-- start SOURCE EXTRACT --
A poem doesn't have to look
                                                       
like a poem,
it needs to look
                              like a poem
sounds.

Juicers,
 
Stephen,
 
Where I've written "Stephen," you'd start a wrapping letter around the sheet of paper on which is your narrow-cast (personal) "blab" to Corwin. I grabbed it out of it's digest just to model this way of doing blabs with wrappers for the MOAPG items carry over in 20006. Before I saw Corwin's  egoless and excited use of what you'd set down, I was going to fit the example in just as "to a new" poet" so it wouldn't get lost. This would have been easy up at the top, just replacing "Corwin," with "[MOAPGer],". I was going to suggest that you replace his poem with one of yours, saying you're using yours, to illustrate. I was going to model this for you by using my "by / old poto / mac" example - which is great because even when you know the poem, you can hear the word "Potomac" fade in as "mac" is played ...even though you knew it was coming. That sort of residual magic doesn't come often. Anyway, all of that was, of course, just to protect somebody, particularly somebody knew from bein' an "example". Blabs as I've been thinking of them don't do that. You're talking to everybody. But things like this should be grab-able. Corwin's response (which I saw yesterday) was great and I proceed, in this model, a model of a grab and a wrapper, assuming you c'n get his go-ahead.
 
You can use this model to get the format to work with without having to be able to plug in a table and all in the source, which I do regularly in Outlook Express for Windows but know you can't in Outlook for windows and Gawd knows about any other mailers. Anyway, in Outlook Express you can do this working only on text. I found one to use among my sendings to you. I forget even what it was, but what I had on the sheet of paper (in the box) was a hefty text. I found in "erasing" it, I had to delete a paragraph or so at a time. Best to do that anyway, carefully. You want a line in there to Paste what you're bringing in. Here, of course, I've done that. You simply work on the text in the box. And you simply work in this text. You can push my letter to you down and start your wrapper above it, gradually, or all at once, erasing my text.
-- end SOURCE EXTRACT --
-- start DATA ROWS --
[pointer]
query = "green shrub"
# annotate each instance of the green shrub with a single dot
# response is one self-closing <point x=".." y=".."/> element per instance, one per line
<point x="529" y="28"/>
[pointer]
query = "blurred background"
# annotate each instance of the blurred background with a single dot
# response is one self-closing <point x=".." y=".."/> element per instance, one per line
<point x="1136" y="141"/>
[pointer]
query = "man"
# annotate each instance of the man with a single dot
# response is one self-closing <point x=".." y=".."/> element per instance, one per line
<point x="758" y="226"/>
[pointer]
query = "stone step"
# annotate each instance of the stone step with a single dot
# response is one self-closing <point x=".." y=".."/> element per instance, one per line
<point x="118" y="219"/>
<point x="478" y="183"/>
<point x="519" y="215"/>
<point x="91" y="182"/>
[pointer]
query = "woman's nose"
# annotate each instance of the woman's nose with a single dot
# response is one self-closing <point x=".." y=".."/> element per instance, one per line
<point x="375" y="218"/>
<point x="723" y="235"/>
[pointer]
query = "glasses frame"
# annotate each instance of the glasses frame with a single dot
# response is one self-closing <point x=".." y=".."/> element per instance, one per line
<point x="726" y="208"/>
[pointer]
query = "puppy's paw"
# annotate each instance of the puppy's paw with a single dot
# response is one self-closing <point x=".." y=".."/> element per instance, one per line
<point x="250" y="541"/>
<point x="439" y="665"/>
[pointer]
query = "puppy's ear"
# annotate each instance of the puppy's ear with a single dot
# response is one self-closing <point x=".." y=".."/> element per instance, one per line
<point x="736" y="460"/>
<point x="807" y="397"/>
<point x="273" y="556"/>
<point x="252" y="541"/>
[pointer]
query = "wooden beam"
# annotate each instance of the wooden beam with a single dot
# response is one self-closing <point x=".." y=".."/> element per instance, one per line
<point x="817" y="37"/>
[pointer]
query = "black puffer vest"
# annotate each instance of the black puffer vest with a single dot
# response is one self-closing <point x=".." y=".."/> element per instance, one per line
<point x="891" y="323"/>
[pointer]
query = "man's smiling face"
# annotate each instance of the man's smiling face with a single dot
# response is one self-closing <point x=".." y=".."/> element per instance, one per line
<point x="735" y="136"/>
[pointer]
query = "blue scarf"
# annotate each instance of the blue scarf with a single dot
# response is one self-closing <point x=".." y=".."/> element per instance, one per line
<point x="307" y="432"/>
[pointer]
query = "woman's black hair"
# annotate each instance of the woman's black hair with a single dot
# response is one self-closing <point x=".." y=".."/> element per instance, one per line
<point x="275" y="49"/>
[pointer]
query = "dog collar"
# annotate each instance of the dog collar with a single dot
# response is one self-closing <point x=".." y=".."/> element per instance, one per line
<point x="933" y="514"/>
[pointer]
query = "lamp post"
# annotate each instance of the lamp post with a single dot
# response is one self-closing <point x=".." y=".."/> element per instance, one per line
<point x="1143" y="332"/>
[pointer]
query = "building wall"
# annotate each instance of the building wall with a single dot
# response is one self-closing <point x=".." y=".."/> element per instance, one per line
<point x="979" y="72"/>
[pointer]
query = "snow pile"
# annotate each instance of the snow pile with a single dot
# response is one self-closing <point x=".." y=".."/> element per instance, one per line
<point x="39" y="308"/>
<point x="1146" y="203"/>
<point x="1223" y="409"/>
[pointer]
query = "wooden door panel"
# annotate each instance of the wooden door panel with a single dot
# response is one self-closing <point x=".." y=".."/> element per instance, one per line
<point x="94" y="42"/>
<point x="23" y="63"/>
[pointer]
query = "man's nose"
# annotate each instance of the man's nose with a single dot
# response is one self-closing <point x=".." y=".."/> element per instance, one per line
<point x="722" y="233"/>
-- end DATA ROWS --
__SHORT EXERCISE 1__.
Find each line in the entries that contains the string "collar" and copy it out. Case counts.
__SHORT EXERCISE 2__.
Please proceed with the letter about blabs and wrappers, continuing it from its final sentence.

__FINAL ANSWER 1__.
query = "dog collar"
# annotate each instance of the dog collar with a single dot

__FINAL ANSWER 2__.
 
Oh, you're working in a Forward file from what you received from me. So, erase the Fwd: from the Subject line and the whole header from my mailing, right down to the empty line just above the sounded subject, and mail it to Juice online (yourself). Then, Forward-button that (to get that heading) and save that to an HTML file.
 
What's your wrapper do?
 
You don't want to make what was a note to one person just available, but you want to make it more usable, more "how to" and specific. One start is in doing something like I did in the example below (after fixing up the spaces in the printing), which is to boldface the phrases that talk about doing something. You do that well in your note and I pulled two chunks out with bold. I've further pulled out, with italics, the last part of the first chunk, "as a voice would" - because that's the key here, leap-frogging over that e-poets stuff about "projective verse" and Olson, Williams, Cummings (though Cummings was a trigger for Corwin) and the great sea of reading we've all got to do before we c'n be more than mildly interesting to e-poets.... Anybody who's ever tried to persuade anybody about anything knows how a voice 'd do it. Sort of.
 
The whole thing, though is what made itself grab-able. You start out with those "three" that, as an abstract list, shaped up to be comprehensive, would put people to sleep. That's why blabs, notes, are what we want. Here just three sample things from right now. But each represents ways of getting trapped. A common "empty convention". That's "A." - which tugs it out of a series, turns the series to a list, each item isolated. Then, "B." is really important. If you're going to, in the wrapper, just comment on each, say a bit about why you thought of it, and then point outward at the kinds of problems, you can use B to point up that it's easy to drift into a poem without really knowing how you want to punctuate (in the larger sense) the thing. Drifting into a poem, it's easy to get pieces of sentences in one place and pieces of lines in others sand make a hodgepodge. Prose marks, white space and line-breaks, even tags, every thing that sorts the words out, even word order, is helping you, and your listener, pace the delivery. Corwin's given you a wonderful chance to talk about that. You c'n tell him, let it come, play it as you get it, but one thing in reading back over it is smoothing it out a little. Later, you fit a new piece to what's already down while you're playing without thinking too much about it, you just remember what you're doing while you do it. And "C.".... Ahhhh, there's everything we've been doing with line-breaks bein' more "real" than, and creating, "lines", with "line stacking" and, then, "line placing".
 
Your intuiting what you wanted him to hear was, to me kind of awesome, which is why I grabbed this thing on sight. And all that from the "three difficulties" was just a riverbed in which I then read on down and it was just now that I pulled it up to the top and thought it through. So that's why some of that thinking through opens it up so it doesn't just seem like "paper correcting" comments vaguely hinting at that sea of reading out there.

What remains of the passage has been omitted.